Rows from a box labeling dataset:
════════

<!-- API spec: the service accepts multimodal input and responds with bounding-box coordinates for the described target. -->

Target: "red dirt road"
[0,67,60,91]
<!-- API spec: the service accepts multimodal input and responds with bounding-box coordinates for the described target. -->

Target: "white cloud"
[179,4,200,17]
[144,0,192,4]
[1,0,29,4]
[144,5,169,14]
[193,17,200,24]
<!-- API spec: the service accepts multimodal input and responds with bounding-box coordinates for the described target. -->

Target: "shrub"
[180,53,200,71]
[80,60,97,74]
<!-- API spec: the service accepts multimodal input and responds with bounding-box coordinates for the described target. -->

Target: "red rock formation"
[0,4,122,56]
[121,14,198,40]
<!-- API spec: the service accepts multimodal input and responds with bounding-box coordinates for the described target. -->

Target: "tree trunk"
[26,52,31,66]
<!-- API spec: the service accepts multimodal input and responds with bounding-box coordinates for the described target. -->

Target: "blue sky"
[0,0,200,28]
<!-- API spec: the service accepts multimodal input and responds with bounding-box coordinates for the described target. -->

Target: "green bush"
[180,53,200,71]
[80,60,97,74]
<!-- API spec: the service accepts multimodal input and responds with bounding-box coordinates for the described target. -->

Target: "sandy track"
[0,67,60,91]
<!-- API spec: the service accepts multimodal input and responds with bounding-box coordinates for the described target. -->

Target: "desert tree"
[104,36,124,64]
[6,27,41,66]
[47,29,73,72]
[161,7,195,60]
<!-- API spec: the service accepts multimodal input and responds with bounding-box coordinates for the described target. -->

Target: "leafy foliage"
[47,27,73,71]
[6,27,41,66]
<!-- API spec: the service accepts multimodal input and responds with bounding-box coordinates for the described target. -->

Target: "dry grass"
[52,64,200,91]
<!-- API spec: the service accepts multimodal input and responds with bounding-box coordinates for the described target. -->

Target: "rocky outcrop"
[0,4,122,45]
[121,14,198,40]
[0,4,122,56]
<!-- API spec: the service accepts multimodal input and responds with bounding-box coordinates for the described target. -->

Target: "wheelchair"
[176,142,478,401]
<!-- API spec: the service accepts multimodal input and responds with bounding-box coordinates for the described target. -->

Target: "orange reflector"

════════

Work to complete: What is needed here is an exact reproduction of all the entries.

Task result:
<!-- API spec: the service accepts multimodal input and responds with bounding-box coordinates for the described target. -->

Target: "red dirt road"
[0,67,60,91]
<!-- API spec: the service accepts multimodal input and responds with bounding-box coordinates for the described target. -->

Target: "white cloud"
[179,4,200,17]
[144,0,192,4]
[1,0,29,4]
[144,5,169,14]
[193,17,200,24]
<!-- API spec: the service accepts multimodal input and responds with bounding-box coordinates for the described target. -->

Target: "shrub"
[180,53,200,71]
[80,60,97,74]
<!-- API spec: the service accepts multimodal input and responds with bounding-box coordinates for the described target. -->

Target: "red rock formation"
[0,4,122,56]
[121,14,198,40]
<!-- API spec: the service accepts multimodal input and responds with bounding-box coordinates for the described target. -->

Target: "tree trunk"
[26,52,31,66]
<!-- API spec: the service accepts multimodal input and responds with bounding-box coordinates for the described target. -->

Target: "blue sky"
[0,0,200,28]
<!-- API spec: the service accepts multimodal input and responds with bounding-box coordinates for the described target. -->

Target: "green bush"
[180,53,200,71]
[80,60,97,74]
<!-- API spec: the service accepts multimodal input and responds with bounding-box coordinates for the described target. -->

Target: "sandy track"
[0,67,60,91]
<!-- API spec: the service accepts multimodal input and responds with bounding-box coordinates for the described target. -->

Target: "desert tree"
[104,36,124,64]
[6,27,41,66]
[47,29,73,72]
[161,7,195,60]
<!-- API spec: the service accepts multimodal input and responds with bounding-box coordinates for the described target. -->

Target: "leafy foliage"
[47,27,73,71]
[6,27,41,66]
<!-- API spec: the service accepts multimodal input and responds with bounding-box coordinates for the described target. -->

Target: "dry grass"
[52,64,200,91]
<!-- API spec: the service accepts multimodal input and responds with bounding-box coordinates for the described target. -->

Target: "rocky outcrop"
[0,4,122,45]
[121,14,198,40]
[0,4,122,56]
<!-- API spec: the service accepts multimodal input and responds with bounding-box coordinates for the described target. -->

Target: "wheelchair"
[176,142,478,401]
<!-- API spec: the service accepts multimodal input and responds with bounding-box coordinates for the described target. -->

Target: "orange reflector"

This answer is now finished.